What you will do:
Set out the lines of each entry below as a numbered list, leaving out any blank lines.

Input rows:
>> Begin
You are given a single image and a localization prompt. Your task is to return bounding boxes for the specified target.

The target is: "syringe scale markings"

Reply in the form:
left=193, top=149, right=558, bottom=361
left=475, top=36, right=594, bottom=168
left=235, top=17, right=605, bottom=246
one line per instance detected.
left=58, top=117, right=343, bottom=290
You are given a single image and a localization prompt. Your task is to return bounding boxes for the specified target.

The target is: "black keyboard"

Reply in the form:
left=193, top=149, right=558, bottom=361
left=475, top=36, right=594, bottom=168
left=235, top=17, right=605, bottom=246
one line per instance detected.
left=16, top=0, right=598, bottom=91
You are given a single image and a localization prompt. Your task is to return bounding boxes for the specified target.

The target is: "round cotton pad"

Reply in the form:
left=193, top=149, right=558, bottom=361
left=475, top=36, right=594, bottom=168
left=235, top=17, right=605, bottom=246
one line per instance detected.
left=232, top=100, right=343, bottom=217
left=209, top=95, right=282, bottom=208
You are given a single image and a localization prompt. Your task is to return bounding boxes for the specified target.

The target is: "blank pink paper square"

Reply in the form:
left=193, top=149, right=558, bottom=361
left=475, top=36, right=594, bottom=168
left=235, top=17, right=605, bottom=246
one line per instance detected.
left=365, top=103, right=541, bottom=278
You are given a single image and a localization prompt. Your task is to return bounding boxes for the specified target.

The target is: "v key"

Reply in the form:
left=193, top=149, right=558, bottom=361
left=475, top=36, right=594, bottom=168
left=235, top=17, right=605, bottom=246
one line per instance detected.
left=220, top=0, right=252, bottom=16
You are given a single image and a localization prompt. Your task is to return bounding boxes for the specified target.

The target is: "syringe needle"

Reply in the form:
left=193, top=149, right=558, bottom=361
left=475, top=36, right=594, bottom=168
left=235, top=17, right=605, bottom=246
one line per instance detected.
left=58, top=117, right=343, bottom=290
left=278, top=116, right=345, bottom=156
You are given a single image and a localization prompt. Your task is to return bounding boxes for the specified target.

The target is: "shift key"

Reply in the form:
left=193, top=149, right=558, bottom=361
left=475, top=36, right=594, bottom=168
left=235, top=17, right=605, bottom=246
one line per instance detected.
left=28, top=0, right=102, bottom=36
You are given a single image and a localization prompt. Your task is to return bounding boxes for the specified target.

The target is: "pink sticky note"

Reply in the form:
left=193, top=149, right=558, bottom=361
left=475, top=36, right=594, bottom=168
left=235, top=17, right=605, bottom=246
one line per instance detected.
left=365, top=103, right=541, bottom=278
>> End
In response:
1. You are given a single image and a localization prompt. Your task is to return bounding boxes for the specified target.
2. The target is: "syringe scale markings"
3. Reply in the form:
4. left=193, top=149, right=558, bottom=361
5. left=475, top=36, right=594, bottom=168
6. left=235, top=17, right=605, bottom=246
7. one line per instance detected.
8. left=58, top=117, right=343, bottom=290
9. You are given a single image and a localization prompt. Your task is to return bounding boxes for the specified target.
10. The target is: "black keyboard"
11. Reply in the form:
12. left=193, top=149, right=558, bottom=361
13. left=475, top=36, right=594, bottom=168
14. left=235, top=17, right=605, bottom=246
15. one line per instance detected.
16. left=16, top=0, right=598, bottom=91
17. You are given a single image and a localization prompt. Your task is to return bounding boxes for the specified target.
18. The target is: "round cotton pad"
19. Reply in the form:
20. left=193, top=149, right=558, bottom=361
21. left=475, top=36, right=594, bottom=168
22. left=235, top=17, right=605, bottom=246
23. one line per instance detected.
24. left=232, top=100, right=343, bottom=217
25. left=209, top=95, right=282, bottom=208
26. You are given a single image and a localization prompt. Your task is to return bounding boxes for the specified target.
27. The target is: "blank pink paper square"
28. Reply in the form:
29. left=193, top=149, right=558, bottom=361
30. left=475, top=36, right=594, bottom=168
31. left=235, top=17, right=605, bottom=246
32. one line per instance detected.
33. left=365, top=103, right=541, bottom=278
34. You are given a single image and a localization prompt. Your task is to return bounding boxes for the specified target.
35. The target is: "v key"
36. Reply in the form:
37. left=193, top=149, right=558, bottom=361
38. left=475, top=36, right=594, bottom=168
39. left=235, top=17, right=605, bottom=246
40. one line per instance detected.
41. left=220, top=0, right=252, bottom=16
42. You are given a single image and a localization prompt. Your task is to return bounding boxes for the specified target.
43. The target is: "syringe needle"
44. Reply in the form:
45. left=193, top=149, right=558, bottom=361
46. left=475, top=36, right=594, bottom=168
47. left=235, top=17, right=605, bottom=246
48. one line per instance detected.
49. left=58, top=117, right=343, bottom=290
50. left=278, top=116, right=345, bottom=156
51. You are given a single image and a localization prompt. Your task is to return bounding boxes for the specified target.
52. The target is: "shift key"
53. Reply in the form:
54. left=193, top=149, right=558, bottom=361
55. left=475, top=36, right=594, bottom=168
56. left=235, top=17, right=605, bottom=246
57. one line per instance detected.
58. left=28, top=0, right=102, bottom=36
59. You are given a single image and a localization prompt. Your task is to return bounding boxes for the specified target.
60. The target is: "pink sticky note"
61. Reply in the form:
62. left=193, top=149, right=558, bottom=361
63. left=475, top=36, right=594, bottom=168
64. left=235, top=17, right=605, bottom=246
65. one line per instance detected.
66. left=365, top=103, right=541, bottom=278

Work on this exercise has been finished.